Action item >> Transcribe each record exactly. Include every one.

Source data >>

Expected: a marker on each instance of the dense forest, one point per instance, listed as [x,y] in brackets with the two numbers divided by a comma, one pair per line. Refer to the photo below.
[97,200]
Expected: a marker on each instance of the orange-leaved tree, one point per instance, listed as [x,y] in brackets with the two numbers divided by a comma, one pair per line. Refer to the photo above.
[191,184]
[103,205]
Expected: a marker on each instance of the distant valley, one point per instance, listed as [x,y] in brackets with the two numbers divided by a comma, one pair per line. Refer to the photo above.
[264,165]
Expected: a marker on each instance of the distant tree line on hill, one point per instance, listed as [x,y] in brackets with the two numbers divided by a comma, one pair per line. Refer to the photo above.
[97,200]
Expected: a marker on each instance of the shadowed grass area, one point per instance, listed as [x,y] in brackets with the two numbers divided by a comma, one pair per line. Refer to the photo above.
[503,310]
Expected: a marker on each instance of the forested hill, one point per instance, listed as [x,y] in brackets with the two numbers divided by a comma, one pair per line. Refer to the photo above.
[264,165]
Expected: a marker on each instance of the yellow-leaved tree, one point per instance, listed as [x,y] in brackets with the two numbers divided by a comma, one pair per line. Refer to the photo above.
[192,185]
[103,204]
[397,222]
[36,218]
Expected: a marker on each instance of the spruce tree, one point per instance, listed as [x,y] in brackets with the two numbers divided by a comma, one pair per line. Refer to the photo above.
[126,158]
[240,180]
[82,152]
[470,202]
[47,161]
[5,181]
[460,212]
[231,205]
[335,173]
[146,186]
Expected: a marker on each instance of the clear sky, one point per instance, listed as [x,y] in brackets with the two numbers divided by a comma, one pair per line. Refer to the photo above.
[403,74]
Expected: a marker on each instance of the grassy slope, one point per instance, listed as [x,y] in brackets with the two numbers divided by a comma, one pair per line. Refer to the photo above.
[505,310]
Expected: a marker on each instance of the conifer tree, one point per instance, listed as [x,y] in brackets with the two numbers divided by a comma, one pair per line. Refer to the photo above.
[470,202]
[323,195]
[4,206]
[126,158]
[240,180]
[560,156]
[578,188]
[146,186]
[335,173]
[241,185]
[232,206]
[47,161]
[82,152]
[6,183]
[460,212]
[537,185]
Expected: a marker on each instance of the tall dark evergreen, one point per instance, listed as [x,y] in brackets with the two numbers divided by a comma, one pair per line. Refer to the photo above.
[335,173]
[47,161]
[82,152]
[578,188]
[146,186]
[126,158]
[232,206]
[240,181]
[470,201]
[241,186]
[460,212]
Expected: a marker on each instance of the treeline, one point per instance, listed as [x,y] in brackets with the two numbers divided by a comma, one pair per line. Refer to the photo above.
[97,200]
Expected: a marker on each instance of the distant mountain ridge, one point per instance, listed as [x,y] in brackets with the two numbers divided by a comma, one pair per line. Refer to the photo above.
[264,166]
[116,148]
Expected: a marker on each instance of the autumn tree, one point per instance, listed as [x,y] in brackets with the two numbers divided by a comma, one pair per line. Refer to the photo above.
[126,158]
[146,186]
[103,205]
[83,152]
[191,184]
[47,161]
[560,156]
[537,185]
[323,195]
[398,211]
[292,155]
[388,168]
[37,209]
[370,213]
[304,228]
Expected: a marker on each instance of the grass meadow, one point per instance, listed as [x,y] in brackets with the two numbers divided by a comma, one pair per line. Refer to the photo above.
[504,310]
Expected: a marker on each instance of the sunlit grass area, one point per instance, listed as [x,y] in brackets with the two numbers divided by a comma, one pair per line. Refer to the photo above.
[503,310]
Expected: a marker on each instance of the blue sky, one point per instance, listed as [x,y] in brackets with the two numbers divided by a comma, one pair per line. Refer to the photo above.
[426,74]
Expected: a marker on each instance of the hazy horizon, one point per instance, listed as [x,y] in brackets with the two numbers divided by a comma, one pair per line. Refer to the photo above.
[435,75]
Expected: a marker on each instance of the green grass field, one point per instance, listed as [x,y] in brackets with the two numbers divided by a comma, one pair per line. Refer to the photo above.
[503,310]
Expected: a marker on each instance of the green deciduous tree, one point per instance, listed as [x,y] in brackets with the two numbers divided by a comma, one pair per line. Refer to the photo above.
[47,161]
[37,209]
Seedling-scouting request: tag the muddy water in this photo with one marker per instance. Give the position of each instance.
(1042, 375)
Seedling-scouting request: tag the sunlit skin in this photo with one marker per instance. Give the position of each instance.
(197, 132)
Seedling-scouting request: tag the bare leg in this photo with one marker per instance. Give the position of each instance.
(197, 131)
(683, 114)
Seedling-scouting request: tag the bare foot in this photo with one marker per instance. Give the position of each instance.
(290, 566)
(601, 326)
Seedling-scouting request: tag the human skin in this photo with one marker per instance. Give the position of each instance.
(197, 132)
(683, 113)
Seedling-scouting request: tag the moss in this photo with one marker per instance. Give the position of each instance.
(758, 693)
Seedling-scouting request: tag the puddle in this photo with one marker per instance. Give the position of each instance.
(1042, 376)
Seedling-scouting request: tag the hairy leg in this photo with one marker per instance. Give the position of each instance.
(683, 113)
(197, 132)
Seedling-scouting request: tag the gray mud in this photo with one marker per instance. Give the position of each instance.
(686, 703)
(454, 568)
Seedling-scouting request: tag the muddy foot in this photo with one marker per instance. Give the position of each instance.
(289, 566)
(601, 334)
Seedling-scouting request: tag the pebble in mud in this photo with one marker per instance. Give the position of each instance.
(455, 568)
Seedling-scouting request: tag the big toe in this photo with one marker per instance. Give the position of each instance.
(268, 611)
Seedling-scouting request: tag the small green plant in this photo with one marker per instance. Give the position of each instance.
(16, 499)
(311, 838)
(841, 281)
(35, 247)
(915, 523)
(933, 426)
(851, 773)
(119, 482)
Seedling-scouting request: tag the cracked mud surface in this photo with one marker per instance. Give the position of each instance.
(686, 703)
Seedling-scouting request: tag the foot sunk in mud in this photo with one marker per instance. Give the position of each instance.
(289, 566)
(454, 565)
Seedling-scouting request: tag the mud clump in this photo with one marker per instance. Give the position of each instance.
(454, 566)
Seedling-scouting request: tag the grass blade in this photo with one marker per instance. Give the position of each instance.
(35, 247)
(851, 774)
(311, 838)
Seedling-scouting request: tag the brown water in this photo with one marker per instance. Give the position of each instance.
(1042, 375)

The completed task >>
Expected: a marker on each instance of the dense forest, one point per instance, listed as [x,y] in brackets with the two numbers divided by a comma, one pair per line. Refer to the photo below.
[97,200]
Expected: a marker on each instance of the orange-leaved tree, one point per instance, listed as [x,y] in brackets with the two numbers divided by a comma, one pair per line. Refer to the photo above.
[191,184]
[103,205]
Expected: a marker on each instance of the distant valley, one point per instance, listed as [x,y] in brackets with the two numbers divided by a comma, one pair per line. Refer to the photo above.
[264,165]
Expected: a marker on each instance of the distant tree line on hill, one point per instance, listed as [x,y] in brackets with the two numbers divided by a comma, one pair per line. Refer to the photo above.
[97,200]
Expected: a marker on each instance of the shadowed grass area, one point per instance, listed as [x,y] in brackets with the two numbers divided by a comma, one pair per line. Refer to the photo above.
[503,310]
Expected: a marker on each instance of the forested hill, one point per instance, listed as [x,y] in brackets with the two numbers divided by a comma, one pair per line. Refer to the photo above.
[264,165]
Expected: a marker on each instance of the yellow-leaved tree, one point per instance, listed as [x,y] in brackets with the two numbers divided by a comma, one pair per line. Refer to the photo above.
[192,185]
[103,204]
[397,222]
[36,218]
Expected: a marker on each instance of the spruce tree, one point per instance, listed as [x,y] in brackets with the two numbers divided by a comma, one pair per line. Refer to the photo above.
[126,158]
[240,180]
[82,152]
[470,202]
[47,161]
[5,181]
[460,212]
[231,205]
[335,173]
[146,186]
Expected: a marker on each instance of the clear sky, one point per instance, listed as [x,y] in brackets with the two numbers divided by a comma, one pair per line. Refer to the photo above.
[403,74]
Expected: a marker on each instance of the grassy slope, one point per instance, listed as [x,y] in brackets with the two numbers divided by a comma, one pair per line. Refer to the photo above.
[505,310]
Expected: a marker on each instance of the conifer tree, one point per instance, listed as [x,y] in brackets with the two numbers divided by a comma, one pair per line. Refer to the photo above.
[470,202]
[323,195]
[4,206]
[126,158]
[240,180]
[560,156]
[578,188]
[146,186]
[335,173]
[241,185]
[232,206]
[47,161]
[82,152]
[6,183]
[460,212]
[537,185]
Expected: a marker on each instance of the tall dark evergreen, one point per instance, listed as [x,y] in brackets with the two numbers divided by a comma, one pair per line. Refer to the photo above.
[335,173]
[47,161]
[82,152]
[578,188]
[146,186]
[126,158]
[232,206]
[240,181]
[470,201]
[241,186]
[460,212]
Expected: a marker on each instance of the treeline, one point per instance, listed as [x,y] in brackets with the two numbers divided by a comma, one pair per line. Refer to the photo above.
[97,200]
Expected: a marker on each instance of the distant mountain ridge, one point per instance, listed as [x,y] in brackets with the two numbers divided by a comma, one pair per line. Refer to the photo above.
[264,166]
[116,148]
Expected: a marker on each instance of the autumn tree, one point per instance, listed as [x,y] in brackets with the two numbers divided by a comma, one pair per line. Refer to the photo above.
[126,158]
[146,186]
[103,205]
[83,152]
[191,184]
[47,161]
[560,156]
[537,185]
[323,195]
[398,211]
[292,155]
[388,168]
[37,209]
[370,213]
[304,228]
Expected: a marker on each instance of the grass meadow, one point per instance, listed as [x,y] in brackets with the two numbers divided by a comma, one pair per line. Refer to the photo above.
[504,310]
Expected: a marker on each instance of the sunlit grass area, one point per instance, listed as [x,y] in brackets with the two numbers divided by a comma, one pair per line. Refer to the photo above.
[503,310]
Expected: a marker on each instance of the blue sky, one point per instance, listed as [x,y] in brackets with the two numbers divided by a comma, one pair per line. Refer to the photo above.
[426,74]
Expected: a marker on each instance of the hazy horizon, one point per instance, listed as [x,y] in brackets with the two numbers divided by a comma, one pair per line. Refer to the photo above.
[435,75]
Expected: a marker on each instance of the green grass field, one point per instance, listed as [x,y] in brackets with the two numbers divided by a comma, one pair per line. Refer to the photo above.
[503,310]
Expected: a marker on each instance of the green deciduous tree, one point per instance, listed as [x,y] in brackets with the two numbers divided by a comma, one pair per line. Refer to the photo above.
[47,161]
[37,209]
Seedling-scouting request: tag the muddy water in this photo with one marker per instance. Give the position of each instance.
(1042, 375)
Seedling-scouting request: tag the sunlit skin in this photo with one marker per instance. Give the position of each instance.
(197, 132)
Seedling-scouting request: tag the bare leg in this photo with one marker per instance. Give the position of each instance.
(197, 131)
(683, 114)
Seedling-scouting request: tag the bare foot in this photo with one marker per instance. Give the position of each instance.
(290, 566)
(601, 326)
Seedling-scouting request: tag the human skin in this photo with one marker per instance. Give the position of each instance.
(197, 132)
(683, 113)
Seedling-scouting request: tag the moss in this photo with one marker per instance. Give the position of each instance.
(758, 693)
Seedling-scouting request: tag the puddle in this photo with one marker per instance. Give the position of each instance.
(1042, 376)
Seedling-scouting request: tag the hairy leg in this photo with one marker per instance. Give the position of each instance.
(683, 113)
(197, 132)
Seedling-scouting request: tag the gray mud in this photo with one marker per instance. Give the position of each instance.
(686, 703)
(454, 568)
Seedling-scouting request: tag the muddy foot in this photo with one marker per instance. Give the position of each instance.
(289, 566)
(601, 334)
Seedling-scouting request: tag the pebble in mud in this photo with one marker per instance. Give the position of each instance.
(455, 568)
Seedling-scouting request: tag the big toe in this photo with one marker per instance. Give the position of each instance.
(268, 611)
Seedling-scouting request: tag the small green plant in this photo with one marker per instance. Give the position of each instance.
(16, 499)
(311, 838)
(841, 281)
(35, 247)
(915, 523)
(933, 426)
(851, 773)
(119, 482)
Seedling-scouting request: tag the cracked mud surface in this photo with one marker per instance. Give the position of each instance.
(686, 703)
Seedling-scouting request: tag the foot sunk in mud in this photo with one marker per instance. Give the position of each instance.
(289, 566)
(454, 565)
Seedling-scouting request: tag the mud clump in this photo with one marker per instance. Give the position of each instance.
(454, 566)
Seedling-scouting request: tag the grass blade in this photo with one marker per instance. Give the position of each instance.
(35, 247)
(851, 774)
(311, 838)
Seedling-scouting request: tag the brown water in this photo with one marker per instance. Give the position of each instance.
(1042, 375)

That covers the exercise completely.